**Source text**
** Begin **

Unity’s physics system is prepared to cover a great range of possible gameplay applications, so properly configuring it is important to get the desired result.

In this section, we will examine the following physics settings concepts:

• Setting shapes
• Physics object types
• Filtering collisions

We are going to start by learning about the different kinds of colliders that Unity offers, and then learn about different ways to configure those to detect different kinds of physics reactions (collisions and triggers). Finally, we will discuss how to ignore collisions between specific objects to prevent situations such as the player’s bullets damaging the player.

Setting shapes

At the beginning of this book, we learned that objects usually have two shapes, the visual shape—which is basically the 3D mesh—and the physical one, the collider—the one that the physics system will use to calculate collisions. Remember that the idea of this is to allow you to have a highly detailed visual model while having a simplified physics shape to increase the performance.

Unity has several types of colliders, so here we will recap the common ones, starting with the primitive types, that is, Box, Sphere, and Capsule. These shapes are the cheapest ones (in terms of performance) to detect collisions due to the fact that the collisions between them are done via mathematical formulae, unlike other colliders such as the Mesh Collider, which allows you to use any mesh as the physics body of the object, but with a higher performance cost and some limitations. The idea is that you should use a primitive type to represent your objects or a combination of them, for example, an airplane could be done with two Box colliders, one for the body and the other one for the wings. You can see an example of this in the following screenshot, where you can see a weapons collider made from primitives:

Figure 7.1: Compound colliders

Anyway, this is not always necessary; if we want the weapon to just fall to the ground, maybe a Box collider covering the entire weapon can be enough, considering those kinds of collisions don’t need to be accurate, thereby increasing performance. Also, some shapes cannot be represented even with a combination of primitive shapes, such as ramps or pyramids, where your only solution is to use a Mesh collider, which asks for a 3D mesh to use for collisions, but we won’t use them in this book given their high-performance impact; we will solve all of our physics colliders with primitives.

Now, let’s add the necessary colliders to our scene to prepare it to calculate collisions properly. Consider that if you used an Asset Store environment package other than mine, you may already have the scene modules with colliders; I will be showing the work I needed to do in my case, but try to extrapolate the main ideas here to your scene. To add the colliders, follow these steps:

1. Select a wall in the base and check the object and possible child objects for collider components; in my case, I have no colliders. If you detect any Mesh collider, you can leave it if you want, but I would suggest you remove it and replace it with another option in the next step. The idea is to add the collider to it, but the problem I detected here is that, due to the fact my wall is not an instance of a Prefab, I need to add a collider to every wall in the scene.

** End **

**Data shown**
** Begin **

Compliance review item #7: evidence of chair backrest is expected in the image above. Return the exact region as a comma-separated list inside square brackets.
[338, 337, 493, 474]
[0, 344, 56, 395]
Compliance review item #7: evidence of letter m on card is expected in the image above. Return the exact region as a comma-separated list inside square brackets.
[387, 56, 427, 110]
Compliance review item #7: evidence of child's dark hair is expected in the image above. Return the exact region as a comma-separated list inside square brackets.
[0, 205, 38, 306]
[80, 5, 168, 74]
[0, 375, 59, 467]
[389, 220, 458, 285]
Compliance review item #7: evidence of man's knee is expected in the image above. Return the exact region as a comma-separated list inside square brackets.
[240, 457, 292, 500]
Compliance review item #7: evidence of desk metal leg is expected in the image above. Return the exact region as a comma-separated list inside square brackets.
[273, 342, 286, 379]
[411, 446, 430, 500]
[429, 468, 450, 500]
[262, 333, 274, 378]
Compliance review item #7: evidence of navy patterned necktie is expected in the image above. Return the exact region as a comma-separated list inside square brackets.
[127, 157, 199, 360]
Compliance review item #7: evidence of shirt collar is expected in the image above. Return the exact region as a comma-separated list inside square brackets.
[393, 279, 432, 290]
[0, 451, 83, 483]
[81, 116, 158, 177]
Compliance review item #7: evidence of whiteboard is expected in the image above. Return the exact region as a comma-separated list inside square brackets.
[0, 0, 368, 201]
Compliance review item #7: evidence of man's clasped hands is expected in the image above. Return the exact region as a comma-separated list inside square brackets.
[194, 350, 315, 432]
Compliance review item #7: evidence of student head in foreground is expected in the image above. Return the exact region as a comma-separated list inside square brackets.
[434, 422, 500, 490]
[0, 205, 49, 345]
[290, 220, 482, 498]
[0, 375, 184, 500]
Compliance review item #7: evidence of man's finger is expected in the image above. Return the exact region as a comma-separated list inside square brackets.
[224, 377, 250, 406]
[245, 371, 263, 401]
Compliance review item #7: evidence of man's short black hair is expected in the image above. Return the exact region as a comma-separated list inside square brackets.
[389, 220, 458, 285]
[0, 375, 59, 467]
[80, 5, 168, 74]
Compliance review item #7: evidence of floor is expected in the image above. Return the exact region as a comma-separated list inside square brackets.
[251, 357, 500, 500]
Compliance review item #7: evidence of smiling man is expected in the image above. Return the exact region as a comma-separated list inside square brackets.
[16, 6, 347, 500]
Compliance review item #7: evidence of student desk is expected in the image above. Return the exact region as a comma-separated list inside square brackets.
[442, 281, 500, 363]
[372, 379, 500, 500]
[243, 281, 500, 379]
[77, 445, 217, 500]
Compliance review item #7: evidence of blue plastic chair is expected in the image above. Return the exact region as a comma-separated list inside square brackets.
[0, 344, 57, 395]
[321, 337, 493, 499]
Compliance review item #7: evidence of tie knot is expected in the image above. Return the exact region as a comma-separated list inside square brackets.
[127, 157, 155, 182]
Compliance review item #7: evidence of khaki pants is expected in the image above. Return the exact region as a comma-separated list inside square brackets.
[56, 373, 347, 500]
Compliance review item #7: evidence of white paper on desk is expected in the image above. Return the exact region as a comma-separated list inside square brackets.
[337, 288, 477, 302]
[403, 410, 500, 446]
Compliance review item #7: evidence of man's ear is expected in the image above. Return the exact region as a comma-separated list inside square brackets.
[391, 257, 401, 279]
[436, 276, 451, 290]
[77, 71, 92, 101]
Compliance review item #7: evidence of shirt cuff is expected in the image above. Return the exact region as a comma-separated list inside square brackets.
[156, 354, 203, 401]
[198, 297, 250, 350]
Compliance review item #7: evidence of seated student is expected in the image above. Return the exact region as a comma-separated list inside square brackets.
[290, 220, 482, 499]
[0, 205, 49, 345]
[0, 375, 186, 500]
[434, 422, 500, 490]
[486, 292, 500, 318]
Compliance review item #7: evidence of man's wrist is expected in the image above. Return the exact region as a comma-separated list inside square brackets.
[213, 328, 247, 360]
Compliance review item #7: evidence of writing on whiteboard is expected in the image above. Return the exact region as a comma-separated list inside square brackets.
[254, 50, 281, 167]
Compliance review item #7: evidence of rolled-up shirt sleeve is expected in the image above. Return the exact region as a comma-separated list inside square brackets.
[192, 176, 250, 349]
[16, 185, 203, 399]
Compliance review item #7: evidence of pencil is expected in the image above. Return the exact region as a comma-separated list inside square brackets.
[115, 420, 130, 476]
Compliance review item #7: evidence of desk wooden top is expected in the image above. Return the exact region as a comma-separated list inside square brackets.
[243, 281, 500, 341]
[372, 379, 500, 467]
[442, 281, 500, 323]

** End **

**Goal 1**
Print the part of the Unity physics text from "In this section, we" up to and including "increase the performance.".
**Goal 2**
Which three primitive collider types does the Unity physics text name?
**Goal 3**
Pick up the Unity physics text after its final sentence and keep writing.
The items have no role in any of this work.

**Exercise answer 1**
In this section, we will examine the following physics settings concepts:

• Setting shapes
• Physics object types
• Filtering collisions

We are going to start by learning about the different kinds of colliders that Unity offers, and then learn about different ways to configure those to detect different kinds of physics reactions (collisions and triggers). Finally, we will discuss how to ignore collisions between specific objects to prevent situations such as the player’s bullets damaging the player.

Setting shapes

At the beginning of this book, we learned that objects usually have two shapes, the visual shape—which is basically the 3D mesh—and the physical one, the collider—the one that the physics system will use to calculate collisions. Remember that the idea of this is to allow you to have a highly detailed visual model while having a simplified physics shape to increase the performance.

**Exercise answer 2**
Box, Sphere, and Capsule.

**Exercise answer 3**
2. One option is to create a Prefab and replace all of the walls with instances of the Prefab (the recommended solution) or to just select all walls in the Hierarchy (by clicking them while pressing Ctrl or Cmd on Mac) and, with them selected, use the Add Component button to add a collider to all of them. In my case, I will use the Box Collider component, which will adapt the size of the collider to the mesh. If it doesn’t adapt, you can just change the Size and Center properties of the Box Collider to cover the entire wall:

Figure 7.2: A Box Collider added to a wall

3. Repeat steps 1 and 2 for the corners, floor tiles, and any other obstacle that will block player and enemy movement.

Now that we have added the needed colliders to the walls and floor, we can continue with the player and enemy. We will be adding the Capsule Collider to them, the usual collider to use in movable characters due to the fact that the rounded bottom will allow the object to smoothly climb ramps. Being horizontally rounded allows the object to easily rotate in corners without getting stuck, along with other conveniences of that shape. You might want to create an enemy Prefab based on one of the characters we downloaded before, so you can add the collider to that Prefab. Our player is a simple GameObject in the scene, so you will need to add the collider to that one, but consider also creating a Prefab for the player for convenience.

Also, sometimes the collider won’t adapt well to the visual shape of the object, and in my case, the Capsule collider didn’t fit the character very well. I needed to fix its shape to match the character by setting its values as shown in the following screenshot: Center to 0,1,0, Radius to 0.5, and Height to 2:

Figure 7.3: Character collider

The bullet we created with the Sphere already had a Sphere collider, but if you replaced the mesh of the bullet with another one, you might want to change the collider. For now, we don’t need other objects in our game, so now that everything has its proper collider, let’s see how to set the different physics settings to each object to enable proper collision detection.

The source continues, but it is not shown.